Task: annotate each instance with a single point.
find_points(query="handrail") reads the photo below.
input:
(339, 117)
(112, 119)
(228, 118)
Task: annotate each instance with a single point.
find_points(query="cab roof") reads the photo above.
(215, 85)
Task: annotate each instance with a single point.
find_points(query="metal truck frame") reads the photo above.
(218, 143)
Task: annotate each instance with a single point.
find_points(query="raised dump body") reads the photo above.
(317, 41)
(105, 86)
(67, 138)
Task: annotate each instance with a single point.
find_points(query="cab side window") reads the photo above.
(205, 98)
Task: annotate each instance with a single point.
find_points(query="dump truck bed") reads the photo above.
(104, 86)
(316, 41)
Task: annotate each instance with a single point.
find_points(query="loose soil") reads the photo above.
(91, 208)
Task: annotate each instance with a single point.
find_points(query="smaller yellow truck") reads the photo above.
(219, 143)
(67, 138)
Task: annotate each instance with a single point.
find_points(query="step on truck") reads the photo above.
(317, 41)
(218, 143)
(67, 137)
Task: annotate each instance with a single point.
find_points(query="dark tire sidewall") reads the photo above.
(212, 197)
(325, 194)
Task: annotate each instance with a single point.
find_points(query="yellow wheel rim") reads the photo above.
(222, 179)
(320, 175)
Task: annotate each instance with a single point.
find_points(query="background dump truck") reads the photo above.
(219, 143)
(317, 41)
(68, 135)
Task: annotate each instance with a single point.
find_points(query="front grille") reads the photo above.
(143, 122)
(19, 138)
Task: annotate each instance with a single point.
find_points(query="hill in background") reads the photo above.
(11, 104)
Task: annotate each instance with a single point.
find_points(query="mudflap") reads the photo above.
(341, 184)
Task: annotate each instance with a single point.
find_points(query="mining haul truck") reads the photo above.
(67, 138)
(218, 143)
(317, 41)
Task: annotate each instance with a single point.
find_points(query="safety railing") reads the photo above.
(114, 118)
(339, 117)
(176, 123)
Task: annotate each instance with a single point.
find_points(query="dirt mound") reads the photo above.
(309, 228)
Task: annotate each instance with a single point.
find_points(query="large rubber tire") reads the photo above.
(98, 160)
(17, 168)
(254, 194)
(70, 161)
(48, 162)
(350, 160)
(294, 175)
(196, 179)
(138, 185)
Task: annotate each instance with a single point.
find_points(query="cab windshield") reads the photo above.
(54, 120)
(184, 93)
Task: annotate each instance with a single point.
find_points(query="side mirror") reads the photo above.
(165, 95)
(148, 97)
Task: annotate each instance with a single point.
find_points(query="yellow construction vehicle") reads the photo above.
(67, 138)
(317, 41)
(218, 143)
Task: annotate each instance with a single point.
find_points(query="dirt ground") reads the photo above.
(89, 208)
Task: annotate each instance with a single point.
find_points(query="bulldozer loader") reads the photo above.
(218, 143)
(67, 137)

################

Using the data above, return each line exactly as written.

(Solution below)
Task: annotate each instance with a single point.
find_points(query="handrail") reads the photo below.
input:
(339, 117)
(112, 119)
(228, 118)
Task: annotate each instance with a single point.
find_points(query="cab roof") reads the photo above.
(215, 85)
Task: annotate each instance with a single point.
find_points(query="metal truck frame") reads the photo above.
(218, 143)
Task: annotate each instance with a single point.
find_points(query="raised dump body") reads the photo above.
(317, 41)
(105, 86)
(67, 138)
Task: annotate each instance with a single point.
find_points(query="cab side window") reads the photo above.
(205, 98)
Task: annotate each instance with a single point.
find_points(query="dump truck bed") reads the photo above.
(104, 86)
(316, 41)
Task: annotate each instance with a single point.
find_points(query="loose soil") reads the photo above.
(91, 208)
Task: annotate each instance with a single point.
find_points(query="smaller yellow truck") reads the photo above.
(219, 143)
(67, 138)
Task: annotate each instance with a single point.
find_points(query="step on truck") reads the photo above.
(317, 41)
(218, 143)
(67, 137)
Task: annotate each instance with a single point.
find_points(query="dark tire sidewall") reads the photo above.
(212, 197)
(325, 194)
Task: annotate each instance with a single point.
find_points(query="yellow wheel rim") reads the photo above.
(222, 179)
(320, 175)
Task: annotate each instance with a single point.
find_points(query="background dump truck") reads the photo above.
(219, 143)
(317, 41)
(68, 135)
Task: annotate each instance with a single point.
find_points(query="front grille") reads the photo above.
(143, 122)
(19, 138)
Task: annotate each instance with a single point.
find_points(query="hill in background") reads the photo above.
(11, 104)
Task: annotate each instance with a single point.
find_points(query="mudflap") reads the photo above.
(341, 184)
Task: annotate each instance with a single point.
find_points(query="mining haul truck") reads the photo above.
(67, 138)
(218, 143)
(317, 41)
Task: annotate each instance with a single point.
find_points(query="safety railing") reads the photo above.
(114, 118)
(339, 117)
(176, 123)
Task: annotate each instance with a single point.
find_points(query="dirt mound") reads the photo above.
(309, 228)
Task: annotate each instance with a single point.
find_points(query="large rubber tire") reads the photo above.
(98, 160)
(17, 168)
(254, 194)
(70, 161)
(48, 162)
(350, 160)
(294, 175)
(196, 179)
(138, 185)
Task: annotate each instance with a single point.
find_points(query="cab windshield") reads the photo above.
(54, 120)
(184, 93)
Task: annotate each instance with a single point.
find_points(query="side mirror") reads the photo above.
(165, 95)
(148, 97)
Task: annotate each instance with a single point.
find_points(query="yellow construction vehicle") reads the photo above.
(67, 138)
(317, 41)
(218, 143)
Task: annotate each instance with a single point.
find_points(query="dirt ground") reads the photo above.
(89, 208)
Task: annotate each instance with a single point.
find_points(query="bulldozer loader") reads the photo above.
(218, 143)
(67, 137)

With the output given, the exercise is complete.